◆ Task ◆
Reproduce verbatim the lines of the data that begin with the line containing "Note to the class: identify the parked" and continue through the line containing "(255, 1099)", including both of those lines.

(Point-based annotation data)

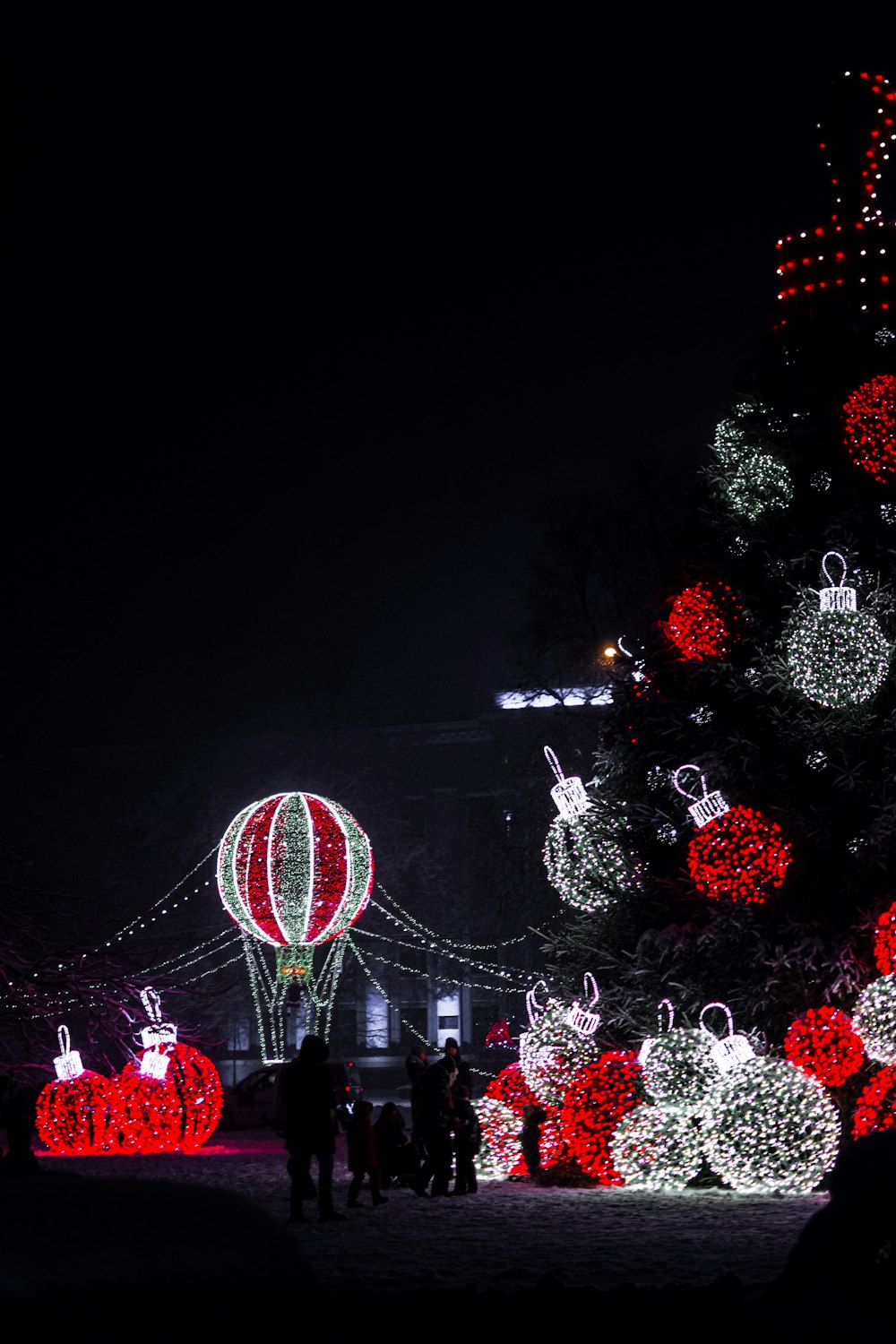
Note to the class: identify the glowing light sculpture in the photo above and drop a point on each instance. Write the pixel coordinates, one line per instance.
(677, 1064)
(169, 1098)
(73, 1110)
(876, 1104)
(584, 851)
(559, 1043)
(874, 1019)
(837, 655)
(737, 854)
(295, 871)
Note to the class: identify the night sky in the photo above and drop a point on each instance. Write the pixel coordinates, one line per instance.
(317, 322)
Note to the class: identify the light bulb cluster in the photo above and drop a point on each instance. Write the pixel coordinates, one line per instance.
(874, 1019)
(869, 427)
(739, 857)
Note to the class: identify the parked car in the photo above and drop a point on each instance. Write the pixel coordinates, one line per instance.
(255, 1099)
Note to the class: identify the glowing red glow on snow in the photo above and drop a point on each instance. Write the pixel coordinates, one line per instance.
(876, 1104)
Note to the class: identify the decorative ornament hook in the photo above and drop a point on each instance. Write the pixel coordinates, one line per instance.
(532, 1004)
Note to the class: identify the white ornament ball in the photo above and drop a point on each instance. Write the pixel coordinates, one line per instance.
(678, 1069)
(874, 1019)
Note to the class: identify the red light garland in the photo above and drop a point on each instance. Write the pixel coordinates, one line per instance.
(597, 1099)
(704, 621)
(869, 427)
(823, 1045)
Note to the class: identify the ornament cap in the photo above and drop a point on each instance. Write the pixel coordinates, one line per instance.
(729, 1051)
(837, 597)
(67, 1064)
(153, 1064)
(708, 806)
(568, 793)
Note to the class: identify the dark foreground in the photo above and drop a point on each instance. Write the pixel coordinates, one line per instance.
(191, 1245)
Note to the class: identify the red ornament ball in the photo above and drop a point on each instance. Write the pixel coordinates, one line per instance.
(73, 1113)
(177, 1113)
(885, 941)
(823, 1045)
(597, 1099)
(876, 1104)
(704, 621)
(869, 427)
(737, 855)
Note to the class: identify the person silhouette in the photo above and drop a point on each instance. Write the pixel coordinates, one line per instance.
(309, 1104)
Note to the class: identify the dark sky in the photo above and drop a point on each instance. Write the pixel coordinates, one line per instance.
(314, 322)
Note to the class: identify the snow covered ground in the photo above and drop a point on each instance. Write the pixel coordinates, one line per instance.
(211, 1226)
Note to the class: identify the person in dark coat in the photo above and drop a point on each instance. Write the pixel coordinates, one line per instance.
(462, 1073)
(468, 1136)
(416, 1066)
(363, 1159)
(530, 1140)
(398, 1156)
(309, 1104)
(438, 1128)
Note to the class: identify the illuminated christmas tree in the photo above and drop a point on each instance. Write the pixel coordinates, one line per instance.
(769, 663)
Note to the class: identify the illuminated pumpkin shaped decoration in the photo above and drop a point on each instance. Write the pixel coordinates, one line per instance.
(597, 1099)
(876, 1104)
(169, 1097)
(295, 871)
(869, 427)
(704, 621)
(737, 852)
(73, 1112)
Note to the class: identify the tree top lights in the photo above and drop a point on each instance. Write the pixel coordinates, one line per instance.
(853, 252)
(869, 427)
(295, 871)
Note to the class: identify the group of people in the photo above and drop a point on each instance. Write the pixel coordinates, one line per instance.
(445, 1128)
(445, 1132)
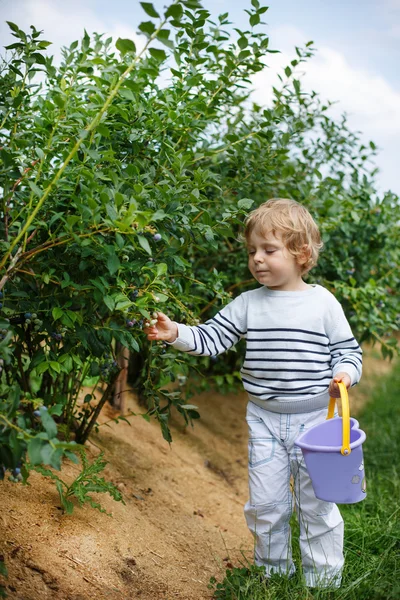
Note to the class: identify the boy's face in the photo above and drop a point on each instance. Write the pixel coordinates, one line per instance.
(271, 264)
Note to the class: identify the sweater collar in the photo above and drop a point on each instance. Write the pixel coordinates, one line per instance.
(290, 294)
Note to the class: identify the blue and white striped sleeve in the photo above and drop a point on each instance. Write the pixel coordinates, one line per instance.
(216, 335)
(346, 354)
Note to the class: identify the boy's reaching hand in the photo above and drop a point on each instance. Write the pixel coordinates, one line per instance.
(165, 329)
(334, 391)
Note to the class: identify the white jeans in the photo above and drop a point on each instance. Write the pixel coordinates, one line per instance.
(273, 458)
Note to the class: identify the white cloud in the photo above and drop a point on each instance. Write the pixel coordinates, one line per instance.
(371, 104)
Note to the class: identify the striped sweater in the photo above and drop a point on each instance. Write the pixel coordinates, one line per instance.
(296, 341)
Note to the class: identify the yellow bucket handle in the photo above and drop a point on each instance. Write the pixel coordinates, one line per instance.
(345, 450)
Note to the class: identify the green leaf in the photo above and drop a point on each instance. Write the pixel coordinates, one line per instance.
(254, 20)
(245, 203)
(124, 46)
(149, 9)
(158, 54)
(161, 269)
(48, 422)
(145, 244)
(147, 27)
(175, 11)
(34, 450)
(109, 302)
(35, 189)
(113, 263)
(57, 312)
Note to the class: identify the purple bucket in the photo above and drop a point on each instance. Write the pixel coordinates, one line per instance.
(335, 477)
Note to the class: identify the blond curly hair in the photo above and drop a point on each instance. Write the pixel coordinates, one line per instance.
(293, 222)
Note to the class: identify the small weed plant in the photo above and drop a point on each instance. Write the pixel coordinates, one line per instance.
(86, 483)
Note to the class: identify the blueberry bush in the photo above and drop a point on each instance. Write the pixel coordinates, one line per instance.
(126, 175)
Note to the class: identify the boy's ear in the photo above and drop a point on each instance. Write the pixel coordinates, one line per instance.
(304, 254)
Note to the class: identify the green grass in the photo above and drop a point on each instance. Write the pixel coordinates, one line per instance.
(372, 527)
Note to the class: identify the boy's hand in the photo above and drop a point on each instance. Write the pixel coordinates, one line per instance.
(334, 391)
(164, 329)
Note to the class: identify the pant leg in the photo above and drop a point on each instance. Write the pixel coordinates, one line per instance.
(269, 508)
(321, 524)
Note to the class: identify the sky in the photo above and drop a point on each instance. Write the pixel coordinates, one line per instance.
(356, 63)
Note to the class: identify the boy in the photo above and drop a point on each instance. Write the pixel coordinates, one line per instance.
(299, 345)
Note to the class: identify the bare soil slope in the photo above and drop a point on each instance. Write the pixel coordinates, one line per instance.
(182, 519)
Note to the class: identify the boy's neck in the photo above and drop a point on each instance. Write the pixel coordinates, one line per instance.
(295, 286)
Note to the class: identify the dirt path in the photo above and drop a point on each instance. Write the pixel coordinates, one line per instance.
(183, 516)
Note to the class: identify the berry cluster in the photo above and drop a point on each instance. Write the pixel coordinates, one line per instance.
(33, 318)
(107, 366)
(15, 476)
(37, 412)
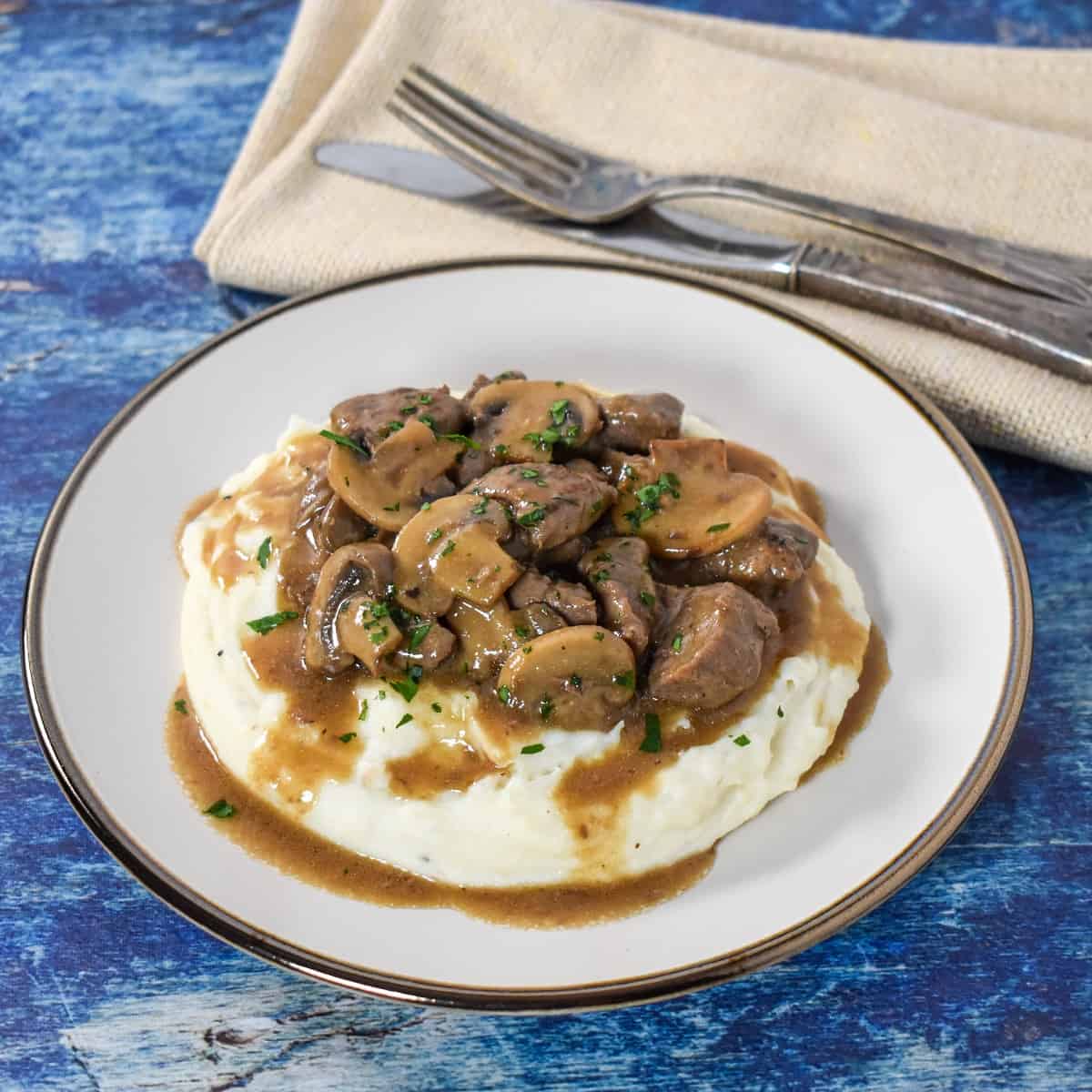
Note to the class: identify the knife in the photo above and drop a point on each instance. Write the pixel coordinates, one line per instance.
(1046, 332)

◆ Exercise response ◆
Note to the class: identify the parked car in the photo above and drop a point on each instance. Write the pixel coordinates, one line per instance.
(255, 1099)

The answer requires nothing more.